** Begin Dataset records **

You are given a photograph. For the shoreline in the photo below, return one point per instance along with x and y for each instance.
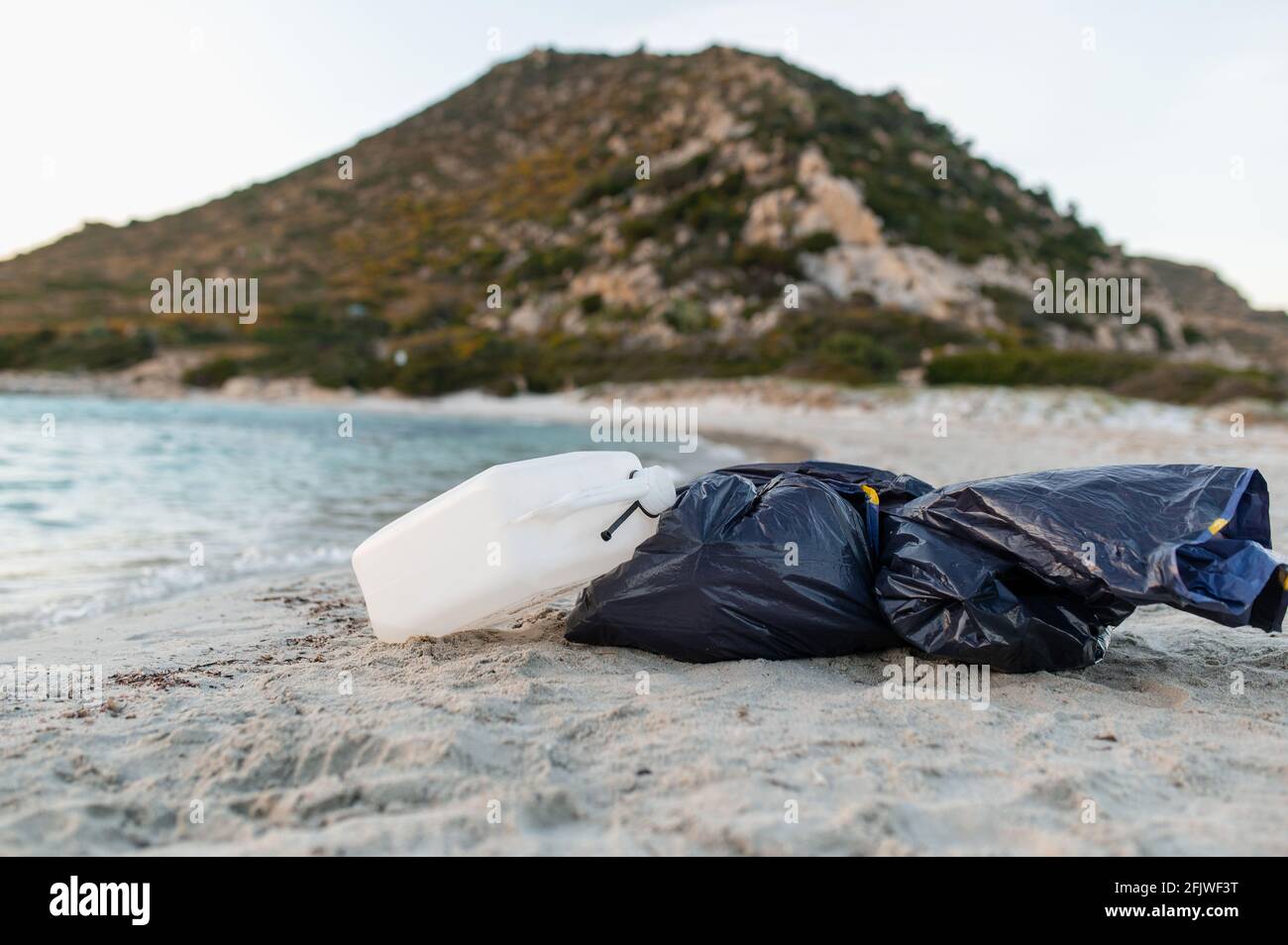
(270, 704)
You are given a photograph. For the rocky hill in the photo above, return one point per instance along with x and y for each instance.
(571, 218)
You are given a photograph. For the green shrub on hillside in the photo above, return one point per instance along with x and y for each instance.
(1127, 374)
(211, 373)
(95, 349)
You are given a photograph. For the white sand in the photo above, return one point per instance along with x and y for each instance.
(232, 698)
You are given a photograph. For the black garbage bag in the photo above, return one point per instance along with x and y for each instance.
(1026, 572)
(1030, 572)
(771, 566)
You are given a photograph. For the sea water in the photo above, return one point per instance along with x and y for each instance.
(110, 502)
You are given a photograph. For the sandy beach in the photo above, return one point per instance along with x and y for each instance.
(263, 717)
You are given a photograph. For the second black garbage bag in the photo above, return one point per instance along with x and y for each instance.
(1024, 574)
(768, 566)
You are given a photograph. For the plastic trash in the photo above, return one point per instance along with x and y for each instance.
(1030, 572)
(506, 536)
(767, 566)
(1026, 572)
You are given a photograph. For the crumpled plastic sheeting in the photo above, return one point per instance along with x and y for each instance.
(1030, 572)
(1024, 574)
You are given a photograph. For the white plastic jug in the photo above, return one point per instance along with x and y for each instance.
(506, 536)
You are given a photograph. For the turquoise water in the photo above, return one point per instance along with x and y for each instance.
(130, 501)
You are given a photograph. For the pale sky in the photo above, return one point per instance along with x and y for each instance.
(1171, 134)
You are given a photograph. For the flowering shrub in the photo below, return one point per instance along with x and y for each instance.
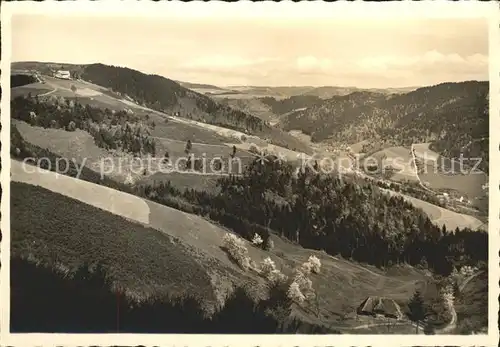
(315, 264)
(305, 284)
(267, 266)
(257, 240)
(277, 277)
(468, 270)
(294, 293)
(269, 245)
(129, 180)
(268, 270)
(236, 248)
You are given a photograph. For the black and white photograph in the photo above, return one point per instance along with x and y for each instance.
(222, 172)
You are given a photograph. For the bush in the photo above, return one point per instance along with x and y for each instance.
(237, 250)
(273, 275)
(269, 244)
(267, 266)
(257, 240)
(315, 264)
(294, 293)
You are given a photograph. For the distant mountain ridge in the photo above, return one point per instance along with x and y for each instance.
(452, 114)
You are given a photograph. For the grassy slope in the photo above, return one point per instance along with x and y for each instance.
(472, 305)
(55, 228)
(190, 259)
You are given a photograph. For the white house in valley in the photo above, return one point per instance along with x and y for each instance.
(65, 75)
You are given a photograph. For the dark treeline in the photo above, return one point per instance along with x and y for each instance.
(289, 104)
(111, 130)
(18, 80)
(45, 299)
(455, 115)
(163, 94)
(346, 216)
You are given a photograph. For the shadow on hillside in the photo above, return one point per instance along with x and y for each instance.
(44, 299)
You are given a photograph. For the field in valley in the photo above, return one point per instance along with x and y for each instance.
(401, 160)
(170, 241)
(439, 215)
(443, 174)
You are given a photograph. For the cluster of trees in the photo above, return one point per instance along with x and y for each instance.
(346, 216)
(412, 189)
(110, 130)
(163, 94)
(289, 104)
(44, 299)
(21, 149)
(454, 114)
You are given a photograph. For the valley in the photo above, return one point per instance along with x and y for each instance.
(346, 218)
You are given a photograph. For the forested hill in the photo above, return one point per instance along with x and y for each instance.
(166, 95)
(448, 108)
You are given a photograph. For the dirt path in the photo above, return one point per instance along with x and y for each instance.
(452, 325)
(48, 93)
(416, 171)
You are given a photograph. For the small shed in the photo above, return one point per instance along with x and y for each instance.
(380, 306)
(63, 74)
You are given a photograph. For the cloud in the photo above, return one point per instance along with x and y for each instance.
(312, 64)
(222, 62)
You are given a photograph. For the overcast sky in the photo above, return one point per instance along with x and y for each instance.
(251, 51)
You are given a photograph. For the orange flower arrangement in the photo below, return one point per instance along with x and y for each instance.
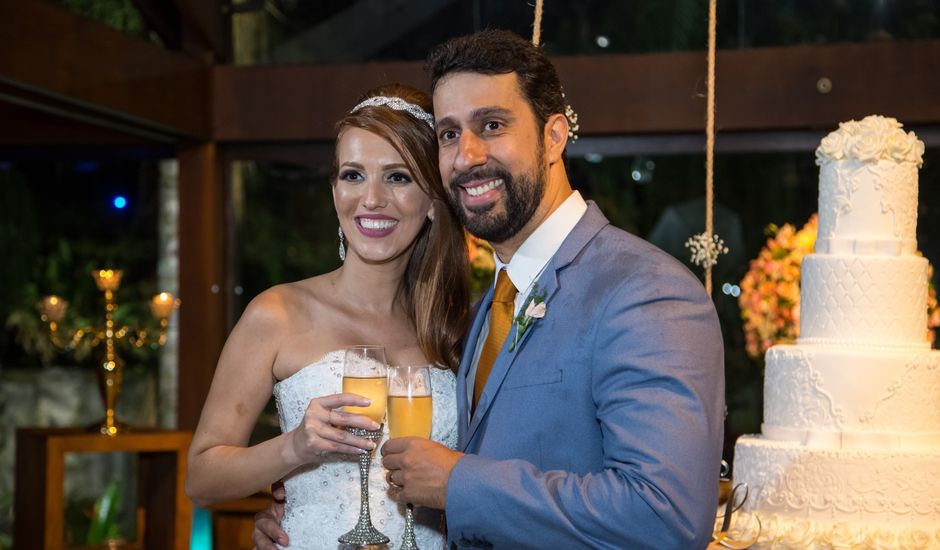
(770, 291)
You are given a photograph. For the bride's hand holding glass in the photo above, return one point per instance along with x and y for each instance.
(323, 429)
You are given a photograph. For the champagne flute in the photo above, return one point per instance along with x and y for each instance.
(409, 414)
(364, 373)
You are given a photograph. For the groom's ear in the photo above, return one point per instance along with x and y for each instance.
(555, 137)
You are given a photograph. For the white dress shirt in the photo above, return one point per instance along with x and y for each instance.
(529, 261)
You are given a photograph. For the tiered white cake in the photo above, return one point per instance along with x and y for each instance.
(849, 455)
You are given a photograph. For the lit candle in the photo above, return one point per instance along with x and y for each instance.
(52, 308)
(107, 279)
(163, 304)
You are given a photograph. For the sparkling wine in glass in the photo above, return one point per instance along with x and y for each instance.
(365, 373)
(409, 414)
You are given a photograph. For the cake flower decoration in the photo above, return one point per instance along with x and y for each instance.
(705, 251)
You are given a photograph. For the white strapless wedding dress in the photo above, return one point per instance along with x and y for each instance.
(323, 499)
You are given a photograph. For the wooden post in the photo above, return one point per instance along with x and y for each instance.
(204, 278)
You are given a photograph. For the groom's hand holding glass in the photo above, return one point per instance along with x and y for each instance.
(421, 468)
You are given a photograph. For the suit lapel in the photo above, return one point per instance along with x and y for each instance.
(469, 350)
(589, 225)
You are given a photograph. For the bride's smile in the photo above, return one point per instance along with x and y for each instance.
(380, 206)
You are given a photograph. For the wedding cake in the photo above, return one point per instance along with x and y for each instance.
(849, 454)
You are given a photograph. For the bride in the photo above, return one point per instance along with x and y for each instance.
(402, 285)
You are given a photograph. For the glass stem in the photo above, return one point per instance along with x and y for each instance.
(408, 538)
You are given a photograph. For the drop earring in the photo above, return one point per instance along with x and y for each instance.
(342, 245)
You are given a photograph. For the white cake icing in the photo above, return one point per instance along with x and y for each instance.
(849, 455)
(849, 300)
(868, 188)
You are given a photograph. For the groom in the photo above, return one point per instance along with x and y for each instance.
(591, 390)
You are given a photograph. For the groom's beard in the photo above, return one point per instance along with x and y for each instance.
(522, 194)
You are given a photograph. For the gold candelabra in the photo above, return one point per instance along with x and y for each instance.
(52, 310)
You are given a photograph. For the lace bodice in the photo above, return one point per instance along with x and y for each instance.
(323, 498)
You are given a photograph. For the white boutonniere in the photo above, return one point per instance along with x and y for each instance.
(533, 310)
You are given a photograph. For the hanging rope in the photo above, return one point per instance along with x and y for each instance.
(710, 136)
(706, 247)
(537, 25)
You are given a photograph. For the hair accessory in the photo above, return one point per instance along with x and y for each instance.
(572, 120)
(398, 104)
(342, 245)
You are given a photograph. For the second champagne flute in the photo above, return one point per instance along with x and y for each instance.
(364, 373)
(409, 414)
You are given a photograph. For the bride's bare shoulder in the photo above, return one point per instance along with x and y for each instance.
(288, 301)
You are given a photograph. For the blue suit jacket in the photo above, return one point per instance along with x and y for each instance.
(603, 428)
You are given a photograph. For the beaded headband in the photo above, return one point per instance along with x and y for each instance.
(398, 104)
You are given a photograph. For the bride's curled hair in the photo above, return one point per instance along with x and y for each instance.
(435, 289)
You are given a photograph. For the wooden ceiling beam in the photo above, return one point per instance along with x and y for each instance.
(56, 61)
(766, 89)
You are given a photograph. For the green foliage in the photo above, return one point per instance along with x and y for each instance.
(122, 15)
(104, 520)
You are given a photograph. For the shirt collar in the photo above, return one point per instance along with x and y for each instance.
(535, 252)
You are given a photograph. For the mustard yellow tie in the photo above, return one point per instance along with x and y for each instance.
(500, 322)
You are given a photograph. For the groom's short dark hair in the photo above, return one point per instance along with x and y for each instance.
(493, 52)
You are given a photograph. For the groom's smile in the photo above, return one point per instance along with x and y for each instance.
(490, 153)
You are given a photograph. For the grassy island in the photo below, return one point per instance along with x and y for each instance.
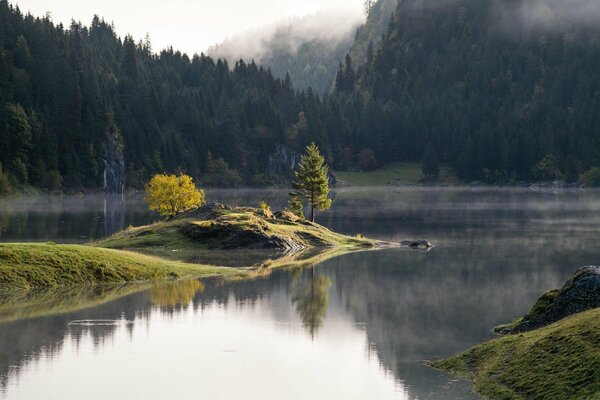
(278, 240)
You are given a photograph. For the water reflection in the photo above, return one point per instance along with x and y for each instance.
(311, 300)
(354, 326)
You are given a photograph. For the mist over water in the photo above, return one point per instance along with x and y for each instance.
(356, 326)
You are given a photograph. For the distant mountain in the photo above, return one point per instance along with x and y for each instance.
(372, 31)
(307, 48)
(503, 90)
(83, 108)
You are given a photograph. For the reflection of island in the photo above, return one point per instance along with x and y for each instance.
(412, 306)
(311, 301)
(176, 294)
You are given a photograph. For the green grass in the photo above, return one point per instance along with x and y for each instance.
(560, 361)
(392, 174)
(118, 259)
(23, 304)
(31, 265)
(231, 229)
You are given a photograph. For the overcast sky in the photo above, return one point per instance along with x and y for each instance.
(188, 25)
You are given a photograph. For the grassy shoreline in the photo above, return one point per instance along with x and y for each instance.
(559, 361)
(44, 265)
(123, 258)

** End Dataset records **

**Aim of the exercise**
From the line that holds "You are given a photograph. For the groom's short" to the last line of the records, please copy each line exactly and nothing else. Pictures stay out.

**Task output**
You are given a photograph. For the groom's short dark hair in the photo above, return one point per instance along with x and y for each instance.
(493, 52)
You are given a photograph. For the groom's smile in the photo above, return one point per instance along with x and y for each instance.
(490, 153)
You are given a photograph. For the grassy island in the photo below, return one point per instance along with x and y for each instance.
(278, 240)
You are given a photograph. For the water reflection in the photo above, return one point per instance along with x and y for each instance.
(311, 300)
(354, 326)
You are given a photograph. For the mist over water in the photo above, return one point per instance along with x and y for each instance.
(356, 326)
You are given a photograph. For the distant mountain in the photo above, return one point per instance along with x and y for each instance.
(372, 31)
(307, 48)
(503, 90)
(83, 108)
You are given a photograph. For the reflection of island in the photo above, return one point per instance along with x and y for each instance.
(412, 306)
(311, 301)
(176, 294)
You are given a photograph. For the green grass in the photo above, return one point per instance along with x and y for each instance.
(560, 361)
(392, 174)
(118, 259)
(23, 304)
(31, 265)
(231, 229)
You are given a photograph. For the overcast sky in the photo above, return one point per instance along with x and y for each instance.
(188, 25)
You are given a photograph. For the grassy shoreline in the photo above, return one point per instance along with x and y for each instance.
(559, 361)
(44, 265)
(123, 258)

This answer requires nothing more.